▶ **Written request a**: Render the part of the records that opens with the line containing "Target = person in green vest" and closes with the line containing "[(110, 257), (321, 252), (26, 125)]" as a numbered list, including both of those lines and omitting any blank lines.
## START Text block
The trend also helped to melt Arctic sea ice cover to a record low for December last month, the WMO said in a statement.

Last year "ranked as the warmest year on record, together with 2005 and 1998," the WMO added, confirming preliminary findings released at the global climate conference early December that were based on a 10-month period.

"The 2010 data confirm the Earth's significant long-term warming trend," WMO Secretary-General Michel Jarraud said. "The 10 warmest years on record have all occurred since 1998."

In 2010, the global average temperature was 0.53 degrees Celsius (0.95 degrees Fahrenheit) above the 1961 to 1990 mean that is used as a yardstick for climate measurements, according to the WMO, basing itself on a broad set of US and British-collected data.

That exceeded 2005 levels by 0.01 C (0.02 F) and was 0.02 C (0.05 F) above the 1998 mark, but within a margin of error that made the difference between the three years statistically insignificant, according to the WMO.

"Arctic sea ice cover in December 2010 was the lowest on record" for the month, the WMO also found.

Sea ice around the northern polar region shrank to an average monthly extent of 12 million square kilometres, 1.35 million square kilometres below the 1979 to 2000 December average, according to the UN weather agency.

"There's no good news with respect to that -- the Arctic ice continues to be extremely low," Jarraud told journalists.

Over the past decade, global temperatures have been the highest-ever recorded for a 10-year period since the beginning of instrument-based climate measurements in the mid-19th century.

Last month, even before the year was over, Jarraud confirmed that 2001 to 2010 set a new record as the warmest decade ever.

Recent warming has been especially strong in Africa, parts of Asia, and parts of the Arctic, according to the UN agency.

2010 turned out to be "an exceptionally warm year" in much of Africa and southern and western Asia, as well as in Greenland and Arctic Canada, but there were big variations worldwide.

Northern Europe and Australia were significantly cooler than average, with "abnormally cold" conditions for large parts of western Europe in December, including parts of Scandinavia.

The year was also marked "by a high number of extreme weather events" including Russia's summer heatwave and the devastating monsoon floods in Pakistan.

The agency says that the temperature observations on their own do not pin the cause on man-made greenhouse gases, although it believes this is confirmed separately by other research into carbon emissions in the atmosphere.

Britain's Meteorological Office and the University of East Anglia released provisional global figures on Thursday indicating that 2010 was the "second warmest year on record" with a mean temperature of a 14.5 degrees C.

Meanwhile US institutes including NASA have calculated that 2010 was the equal warmest or warmest in global terms. The WMO's figures were based on data from British and US agencies including the Britain's Met Office.

"Self-proclaimed climate change 'sceptics' may still try to claim that global warming stopped in 1998, but they cannot explain away the fact that nine of the 10 warmest years on record have all occurred since 2000," said Bob Ward, of the Grantham Research Institute on Climate Change and the Environment at the London School of Economics (LSE).
## END Text block
▶ **Written request b**: From the article on the 2010 global temperature data, return the part that opens with the words "Sea ice around" and closes with "the UN agency.", reproducing it verbatim.
## START Given data
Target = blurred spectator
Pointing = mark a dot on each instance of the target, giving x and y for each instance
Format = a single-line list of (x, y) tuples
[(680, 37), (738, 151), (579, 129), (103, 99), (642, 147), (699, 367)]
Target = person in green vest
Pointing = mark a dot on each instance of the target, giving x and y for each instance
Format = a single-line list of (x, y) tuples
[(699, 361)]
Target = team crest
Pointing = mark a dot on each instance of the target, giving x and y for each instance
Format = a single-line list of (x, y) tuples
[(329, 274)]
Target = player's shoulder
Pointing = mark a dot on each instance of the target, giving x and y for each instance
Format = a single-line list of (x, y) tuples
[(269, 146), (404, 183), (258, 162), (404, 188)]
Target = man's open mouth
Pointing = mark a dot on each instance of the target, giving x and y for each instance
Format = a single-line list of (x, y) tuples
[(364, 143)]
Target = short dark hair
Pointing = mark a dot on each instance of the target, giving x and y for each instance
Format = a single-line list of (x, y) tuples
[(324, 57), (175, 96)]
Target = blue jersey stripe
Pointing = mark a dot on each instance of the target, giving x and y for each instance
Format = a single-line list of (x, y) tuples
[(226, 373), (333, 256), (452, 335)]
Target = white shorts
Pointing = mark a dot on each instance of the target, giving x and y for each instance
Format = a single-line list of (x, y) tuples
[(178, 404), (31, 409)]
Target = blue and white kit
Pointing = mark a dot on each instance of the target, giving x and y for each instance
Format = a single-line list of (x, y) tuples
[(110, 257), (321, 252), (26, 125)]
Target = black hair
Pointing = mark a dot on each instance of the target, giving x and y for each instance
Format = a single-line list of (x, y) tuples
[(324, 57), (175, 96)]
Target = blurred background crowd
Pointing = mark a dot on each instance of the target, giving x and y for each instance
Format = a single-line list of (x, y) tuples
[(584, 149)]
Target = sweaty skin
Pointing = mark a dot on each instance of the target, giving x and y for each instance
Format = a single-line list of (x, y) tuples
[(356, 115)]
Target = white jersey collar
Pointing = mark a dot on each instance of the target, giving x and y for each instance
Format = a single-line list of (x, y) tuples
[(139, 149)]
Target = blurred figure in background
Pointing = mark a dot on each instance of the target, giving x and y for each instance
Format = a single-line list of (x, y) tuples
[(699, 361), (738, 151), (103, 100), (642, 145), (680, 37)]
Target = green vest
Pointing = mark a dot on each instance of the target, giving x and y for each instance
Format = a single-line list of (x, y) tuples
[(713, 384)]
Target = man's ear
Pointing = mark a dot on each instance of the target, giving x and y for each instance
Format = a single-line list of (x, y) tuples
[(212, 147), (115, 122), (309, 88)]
## END Given data
## START Given data
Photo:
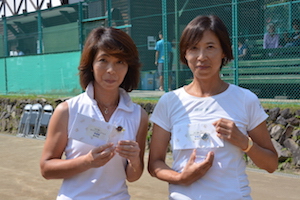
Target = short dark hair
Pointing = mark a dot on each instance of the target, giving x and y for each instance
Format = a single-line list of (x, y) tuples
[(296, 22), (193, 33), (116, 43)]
## END Given data
▶ **Complete response a**:
1. Target = person in green vest
2. Pointing = mark a dot on each instance of the target, giving x and y for each instance
3. Format = a single-line list of (x, y) tuples
4. [(699, 361)]
5. Target = team crest
6. Pointing = mark a dot on each instance of the target, giving x and y for each instance
7. Format = a single-line list of (x, y) tuples
8. [(329, 274)]
9. Target = player's shoulder
10. Pointing = mark a dot on each instance of the target, giving x and y for each instance
11. Format = a single-line list of (x, y) tuples
12. [(269, 146), (404, 183), (258, 162), (404, 188)]
13. Target = man's open mouth
14. Pointing = mark a dot on each instance of the target, giving x and y for each instance
15. Format = a single-line list of (x, y) tuples
16. [(364, 143)]
17. Target = short dark hair
18. Pointing = mark a dot on each instance of the target, giving x and y for each instance
19. Format = a single-line list of (x, y) tuples
20. [(324, 57), (175, 96)]
21. Target = blue jersey stripe
22. Pointing = mark a dot on each instance of the target, giving x and y for each instance
23. Format = a single-line list of (x, y) tuples
24. [(226, 373), (333, 256), (452, 335)]
25. Target = white shorts
26. Pointing = mark a dot on each instance of the target, giving x and y for each instance
27. Format = a single-line list of (x, y) tuples
28. [(178, 404), (31, 409)]
29. Target = blue and white kit
30. Pointing = mark a dot on each instance of the target, giving x and y for each instance
31. Format = a single-line list of (x, y) tuples
32. [(110, 257), (321, 252), (26, 125)]

▶ **Complete response b**:
Sea ice around the northern polar region shrank to an average monthly extent of 12 million square kilometres, 1.35 million square kilometres below the 1979 to 2000 December average, according to the UN weather agency.

"There's no good news with respect to that -- the Arctic ice continues to be extremely low," Jarraud told journalists.

Over the past decade, global temperatures have been the highest-ever recorded for a 10-year period since the beginning of instrument-based climate measurements in the mid-19th century.

Last month, even before the year was over, Jarraud confirmed that 2001 to 2010 set a new record as the warmest decade ever.

Recent warming has been especially strong in Africa, parts of Asia, and parts of the Arctic, according to the UN agency.